EXCERPT PROVIDED:
********************
Yeah, I quite liked the Arkham Asylum Joker, too (haven't read Frank Miller's). I think I was expecting something more along those lines (including him being a cold-blooded murderer), rather than the focus on Chaos. But, yep, you're right, reinvention is part of the comic book world, and I admitted to being in the minority on Nolan's Joker from the beginning, so it's not like it was a bad choice for them. Just not what I wanted out of it, personally. Again, still a good movie.



Herschel said:


> Actually, he was brilliant, he just underplayed it and leaned on guys like Lucious Fox who were even more technically brilliant. Otherwise, how would he have had time to conceptualize and make all those wonderful toys? In The Dark Knight Rises they show that he was really smarter and more resourceful than even what those closest to him understood.



The end of TDKR definitely showed a glimpse of it, but he was never Batman smart. Like, one of the 1-3 smartest people on the planet smart. I've always loved that about his character. Well, that, and that he always seems to beat his opponents at their own games (he'll solve Riddler's puzzles, he'll out-punch Killer Croc, he'll unravel Joker's madness, etc.).
********************
RAW RECORDS:

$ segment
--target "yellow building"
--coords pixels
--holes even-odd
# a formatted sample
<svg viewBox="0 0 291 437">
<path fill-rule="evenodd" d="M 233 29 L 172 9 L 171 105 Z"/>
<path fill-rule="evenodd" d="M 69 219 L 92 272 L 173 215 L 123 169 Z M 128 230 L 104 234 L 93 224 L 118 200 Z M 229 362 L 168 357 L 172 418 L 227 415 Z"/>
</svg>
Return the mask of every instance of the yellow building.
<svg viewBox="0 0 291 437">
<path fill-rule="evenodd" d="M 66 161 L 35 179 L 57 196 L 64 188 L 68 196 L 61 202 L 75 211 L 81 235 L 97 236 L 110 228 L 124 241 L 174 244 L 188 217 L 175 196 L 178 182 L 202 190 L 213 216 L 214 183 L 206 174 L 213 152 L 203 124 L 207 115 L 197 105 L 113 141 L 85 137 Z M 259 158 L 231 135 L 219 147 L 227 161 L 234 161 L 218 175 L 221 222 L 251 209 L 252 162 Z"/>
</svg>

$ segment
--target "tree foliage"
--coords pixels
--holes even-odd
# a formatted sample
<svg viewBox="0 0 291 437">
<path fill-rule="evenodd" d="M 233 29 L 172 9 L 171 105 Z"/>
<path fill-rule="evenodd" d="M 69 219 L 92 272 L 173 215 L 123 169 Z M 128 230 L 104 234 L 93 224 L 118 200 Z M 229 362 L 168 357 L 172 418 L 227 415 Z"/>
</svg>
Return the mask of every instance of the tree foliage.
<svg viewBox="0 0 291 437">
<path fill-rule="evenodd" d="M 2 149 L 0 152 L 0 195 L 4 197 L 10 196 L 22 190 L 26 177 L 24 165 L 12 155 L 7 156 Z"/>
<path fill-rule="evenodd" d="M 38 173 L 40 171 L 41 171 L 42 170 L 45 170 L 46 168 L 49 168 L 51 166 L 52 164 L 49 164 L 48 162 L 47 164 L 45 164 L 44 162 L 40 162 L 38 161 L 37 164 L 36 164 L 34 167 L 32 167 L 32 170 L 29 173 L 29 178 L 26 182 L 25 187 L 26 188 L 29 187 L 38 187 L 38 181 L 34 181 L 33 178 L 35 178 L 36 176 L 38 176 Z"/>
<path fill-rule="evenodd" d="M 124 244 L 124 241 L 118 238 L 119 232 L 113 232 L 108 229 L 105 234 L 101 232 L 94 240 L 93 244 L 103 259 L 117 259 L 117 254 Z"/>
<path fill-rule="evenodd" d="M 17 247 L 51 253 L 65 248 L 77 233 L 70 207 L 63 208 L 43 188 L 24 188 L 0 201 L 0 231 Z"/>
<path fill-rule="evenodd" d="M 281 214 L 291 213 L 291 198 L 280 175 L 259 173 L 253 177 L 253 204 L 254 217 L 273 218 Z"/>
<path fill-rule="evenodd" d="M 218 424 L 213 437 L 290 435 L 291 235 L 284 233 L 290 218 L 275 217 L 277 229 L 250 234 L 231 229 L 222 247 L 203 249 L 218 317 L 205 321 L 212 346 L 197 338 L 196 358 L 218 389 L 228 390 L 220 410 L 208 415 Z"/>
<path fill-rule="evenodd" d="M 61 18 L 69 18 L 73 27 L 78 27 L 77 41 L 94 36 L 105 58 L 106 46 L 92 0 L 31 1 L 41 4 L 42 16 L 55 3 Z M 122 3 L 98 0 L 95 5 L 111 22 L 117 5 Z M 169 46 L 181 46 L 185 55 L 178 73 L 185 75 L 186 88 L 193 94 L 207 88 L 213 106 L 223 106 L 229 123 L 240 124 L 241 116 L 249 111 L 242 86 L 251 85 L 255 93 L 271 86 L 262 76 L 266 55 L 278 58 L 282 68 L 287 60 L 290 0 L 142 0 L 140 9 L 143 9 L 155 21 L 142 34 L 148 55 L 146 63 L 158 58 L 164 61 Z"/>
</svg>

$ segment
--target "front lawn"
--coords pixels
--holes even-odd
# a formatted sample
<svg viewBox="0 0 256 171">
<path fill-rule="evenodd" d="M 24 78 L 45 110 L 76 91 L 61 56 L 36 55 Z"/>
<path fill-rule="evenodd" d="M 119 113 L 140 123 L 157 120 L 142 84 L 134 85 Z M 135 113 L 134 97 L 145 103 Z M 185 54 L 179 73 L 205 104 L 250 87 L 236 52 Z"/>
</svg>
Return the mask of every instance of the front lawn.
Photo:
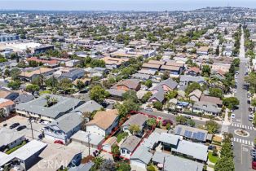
********************
TASKS FOR THIS EXERCISE:
• a. In the Batman forum thread, which version of the Joker does the first poster say they quite liked?
• b. Copy everything in the Batman forum thread from "The end of TDKR" down to "Joker's madness, etc.).".
The records come from a separate source.

PER-TASK ANSWERS:
• a. The Arkham Asylum Joker.

• b.
The end of TDKR definitely showed a glimpse of it, but he was never Batman smart. Like, one of the 1-3 smartest people on the planet smart. I've always loved that about his character. Well, that, and that he always seems to beat his opponents at their own games (he'll solve Riddler's puzzles, he'll out-punch Killer Croc, he'll unravel Joker's madness, etc.).